* [TASK TO CARRY OUT]: Quote the listing below in its entirety.

* [DATA PROVIDED]:
+===+

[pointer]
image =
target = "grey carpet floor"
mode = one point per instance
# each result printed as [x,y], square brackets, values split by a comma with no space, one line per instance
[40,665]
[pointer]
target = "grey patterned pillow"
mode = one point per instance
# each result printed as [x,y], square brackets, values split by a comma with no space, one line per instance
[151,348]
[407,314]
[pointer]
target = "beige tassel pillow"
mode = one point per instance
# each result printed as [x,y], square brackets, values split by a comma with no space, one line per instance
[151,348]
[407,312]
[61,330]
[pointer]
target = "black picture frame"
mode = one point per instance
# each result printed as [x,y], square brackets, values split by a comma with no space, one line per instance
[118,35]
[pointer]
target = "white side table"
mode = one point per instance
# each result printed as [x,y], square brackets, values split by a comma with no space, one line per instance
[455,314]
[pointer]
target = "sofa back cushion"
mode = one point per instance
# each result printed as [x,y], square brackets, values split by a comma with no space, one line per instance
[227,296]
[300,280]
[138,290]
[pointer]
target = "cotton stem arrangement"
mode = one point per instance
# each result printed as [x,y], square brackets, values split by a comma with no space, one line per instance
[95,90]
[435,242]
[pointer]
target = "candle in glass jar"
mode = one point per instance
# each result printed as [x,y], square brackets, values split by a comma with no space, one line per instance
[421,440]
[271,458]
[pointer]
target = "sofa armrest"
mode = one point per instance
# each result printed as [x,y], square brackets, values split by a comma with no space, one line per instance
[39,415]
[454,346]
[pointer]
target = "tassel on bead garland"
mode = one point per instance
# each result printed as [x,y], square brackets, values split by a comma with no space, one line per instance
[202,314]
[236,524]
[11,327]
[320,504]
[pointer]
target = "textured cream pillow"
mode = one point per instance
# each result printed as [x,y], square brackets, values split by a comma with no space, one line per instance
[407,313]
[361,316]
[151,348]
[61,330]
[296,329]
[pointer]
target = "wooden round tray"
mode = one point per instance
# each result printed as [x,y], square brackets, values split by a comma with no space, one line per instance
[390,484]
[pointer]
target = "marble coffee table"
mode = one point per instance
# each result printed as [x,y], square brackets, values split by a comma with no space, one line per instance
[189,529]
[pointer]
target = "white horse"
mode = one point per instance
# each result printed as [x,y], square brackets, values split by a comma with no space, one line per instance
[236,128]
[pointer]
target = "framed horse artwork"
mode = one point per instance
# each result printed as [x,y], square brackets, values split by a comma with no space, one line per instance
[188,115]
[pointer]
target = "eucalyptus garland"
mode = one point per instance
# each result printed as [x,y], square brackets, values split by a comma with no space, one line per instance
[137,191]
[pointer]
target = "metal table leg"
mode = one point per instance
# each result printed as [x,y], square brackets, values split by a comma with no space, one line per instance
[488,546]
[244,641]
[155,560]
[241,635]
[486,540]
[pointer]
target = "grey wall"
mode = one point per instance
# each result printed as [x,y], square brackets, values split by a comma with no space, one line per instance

+===+

* [CORRECT OUTPUT]:
[pointer]
image =
target = "grey carpet floor"
mode = one point per instance
# each result printed as [x,y], square brackets, values split by a comma with no space, one line per instance
[40,665]
[pointer]
target = "grey patterned pillow"
mode = one point per instance
# each result printed as [x,y], square brackets, values split by a comma with no space, one line per instance
[151,348]
[407,314]
[pointer]
target = "beige tassel pillow"
mode = one point per instance
# each result printed as [x,y], square brackets, values split by a comma with no space, one line per instance
[151,348]
[407,312]
[61,330]
[pointer]
target = "black picture frame"
mode = one point per instance
# each result printed as [x,y], square brackets, values split by a comma with no space, one line per instance
[118,35]
[pointer]
target = "white side table"
mode = one point per instance
# each result printed as [x,y], square brackets, values split by a comma with no space, one line per instance
[455,314]
[pointer]
target = "sofa back cushion"
mode = one point per instance
# each result printed as [x,y], square brackets, values split by a comma with no space, one line per instance
[227,296]
[300,280]
[138,290]
[pointer]
target = "cotton stem arrangement"
mode = one point per instance
# each result printed as [x,y], square brackets, values split by a comma with no space, one line per instance
[95,90]
[435,242]
[pointer]
target = "candle in glass jar"
mode = one point per instance
# each result printed as [x,y], square brackets, values split by a comma with no space, one line per instance
[421,440]
[271,458]
[pointer]
target = "sofa armrest"
mode = one point per instance
# each result printed as [x,y], square brackets, values split by a comma with no space, one line per instance
[39,415]
[454,346]
[pointer]
target = "tassel on bead garland"
mode = one point per instance
# each result printed as [x,y], square brackets, values split by a comma with no space, one line per instance
[202,314]
[236,524]
[11,327]
[320,504]
[pointer]
target = "textured cream pillow"
mode = one point per instance
# each result printed as [x,y], square brackets, values split by a comma with no space, one line per instance
[407,313]
[361,316]
[151,348]
[61,330]
[296,329]
[pointer]
target = "wooden round tray"
mode = one point per instance
# each result printed as [x,y], square brackets, values split by a comma with no space, one line per instance
[390,484]
[pointer]
target = "marble coffee table"
mode = one point per instance
# each result printed as [x,y], square brackets, values split by a comma with no space, one line per instance
[189,529]
[pointer]
target = "white horse"
mode = one point per instance
# each result printed as [x,y], square brackets, values split by a comma with no space, one line per instance
[236,128]
[pointer]
target = "framed horse artwork"
mode = one point per instance
# each result printed as [x,y], square brackets, values split by a comma with no space, one line per instance
[188,115]
[pointer]
target = "eucalyptus garland"
mode = one point per instance
# each result printed as [x,y], square brackets, values split by a comma with no space, one line per instance
[137,191]
[pointer]
target = "metal table leg"
mode = one point per instance
# each result printed as [x,y], square brackets, values split by a comma with no space, one line per instance
[488,546]
[244,641]
[155,560]
[241,635]
[486,540]
[pointer]
target = "grey wall"
mode = one point per instance
# each result printed as [x,y], square brackets, values split by a comma with no space, one line per instance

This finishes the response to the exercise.